Start of DATA PROVIDED
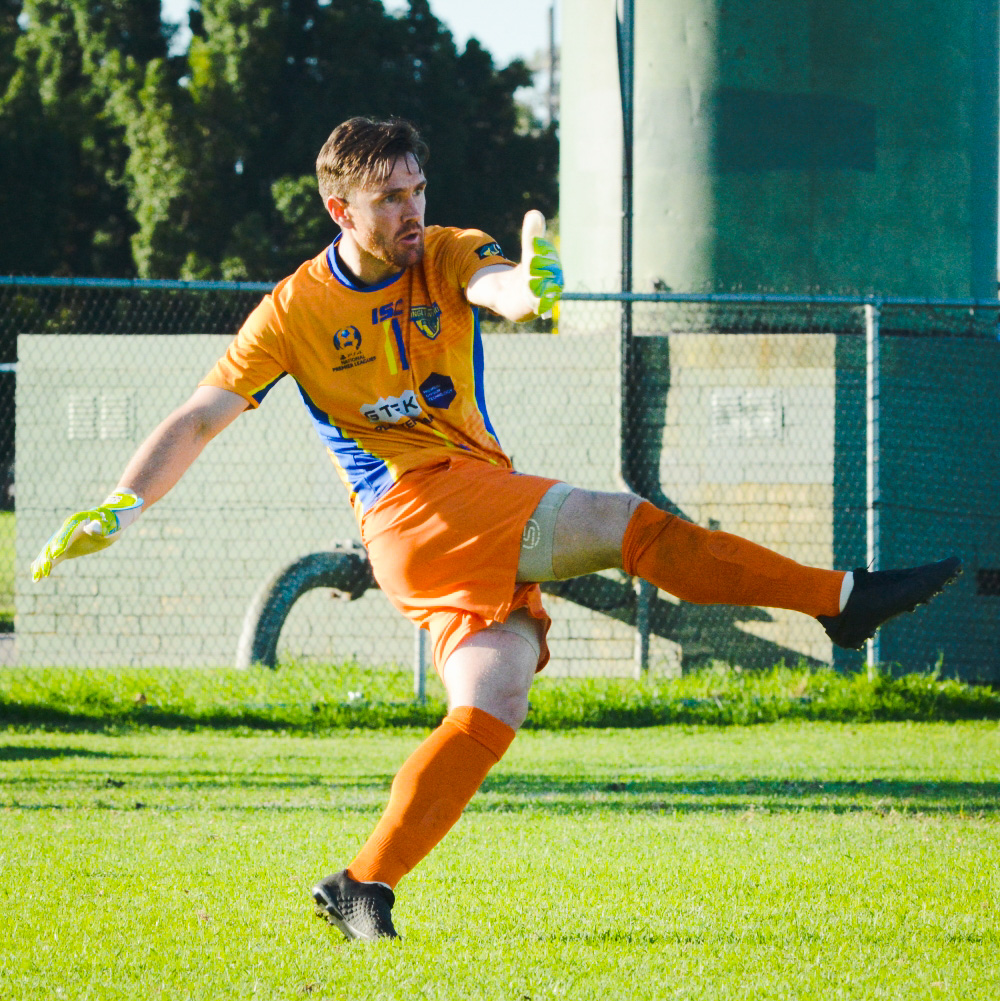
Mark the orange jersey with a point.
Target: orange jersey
(391, 374)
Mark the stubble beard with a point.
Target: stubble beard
(400, 256)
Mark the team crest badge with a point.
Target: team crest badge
(427, 319)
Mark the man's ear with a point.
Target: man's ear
(339, 211)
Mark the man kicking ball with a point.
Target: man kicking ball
(380, 332)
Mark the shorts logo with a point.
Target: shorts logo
(427, 319)
(437, 390)
(392, 409)
(532, 535)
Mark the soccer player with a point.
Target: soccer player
(380, 332)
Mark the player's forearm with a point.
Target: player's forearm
(166, 455)
(507, 293)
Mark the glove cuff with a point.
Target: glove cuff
(125, 506)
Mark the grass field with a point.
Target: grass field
(790, 860)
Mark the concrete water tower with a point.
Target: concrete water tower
(786, 145)
(803, 146)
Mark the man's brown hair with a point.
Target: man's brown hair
(361, 151)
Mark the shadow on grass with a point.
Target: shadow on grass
(557, 794)
(536, 794)
(323, 719)
(45, 754)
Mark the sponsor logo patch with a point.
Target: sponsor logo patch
(392, 409)
(437, 390)
(348, 342)
(427, 319)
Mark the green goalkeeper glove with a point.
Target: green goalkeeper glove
(545, 267)
(87, 532)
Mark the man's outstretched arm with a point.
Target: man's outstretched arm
(156, 465)
(532, 287)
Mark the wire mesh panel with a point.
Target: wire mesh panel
(748, 415)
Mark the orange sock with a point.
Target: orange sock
(430, 791)
(715, 568)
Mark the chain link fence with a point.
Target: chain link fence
(841, 432)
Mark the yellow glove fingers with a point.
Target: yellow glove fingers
(87, 532)
(533, 226)
(55, 549)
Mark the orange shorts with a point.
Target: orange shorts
(444, 544)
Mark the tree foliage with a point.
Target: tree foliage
(118, 157)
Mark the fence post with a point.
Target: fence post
(873, 313)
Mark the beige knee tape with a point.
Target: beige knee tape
(536, 561)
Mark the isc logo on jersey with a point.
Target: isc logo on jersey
(393, 409)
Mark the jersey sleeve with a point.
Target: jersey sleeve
(251, 364)
(467, 251)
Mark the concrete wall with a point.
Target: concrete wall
(173, 592)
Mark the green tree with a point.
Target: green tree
(56, 115)
(117, 158)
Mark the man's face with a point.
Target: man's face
(386, 219)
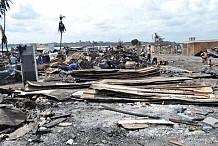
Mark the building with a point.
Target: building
(195, 46)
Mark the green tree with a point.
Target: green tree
(135, 42)
(61, 27)
(4, 6)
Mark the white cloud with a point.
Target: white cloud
(111, 20)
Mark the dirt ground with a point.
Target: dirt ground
(92, 125)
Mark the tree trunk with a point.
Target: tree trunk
(60, 40)
(4, 31)
(2, 46)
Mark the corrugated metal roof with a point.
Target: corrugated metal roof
(199, 41)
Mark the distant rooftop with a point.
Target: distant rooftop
(199, 41)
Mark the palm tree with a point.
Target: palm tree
(61, 28)
(4, 6)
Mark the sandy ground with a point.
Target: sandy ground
(92, 125)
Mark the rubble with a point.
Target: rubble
(130, 92)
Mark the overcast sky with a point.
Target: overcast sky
(111, 20)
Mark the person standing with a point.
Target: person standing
(149, 53)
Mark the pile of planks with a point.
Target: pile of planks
(114, 73)
(108, 90)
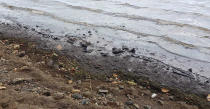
End of DATA PROVIDED
_YOUR GOAL_
Set down only the lines from the one with "Target: distant rooftop" through the end of the entries, exactly as they appear, leaving out each picture.

_WRITTEN SOLUTION_
Target: distant rooftop
(199, 41)
Mark the palm tree with a point.
Target: palm tree
(61, 28)
(4, 6)
Mark the sandy ground with a point.
Target: sandy ground
(92, 125)
Mark the rubble with a point.
Target: rubble
(130, 92)
Mark the overcast sky with a point.
Target: overcast sky
(111, 20)
Mark the person standing with a point.
Target: person standing
(149, 53)
Mark the pile of planks with a point.
Target: pile of planks
(114, 73)
(108, 90)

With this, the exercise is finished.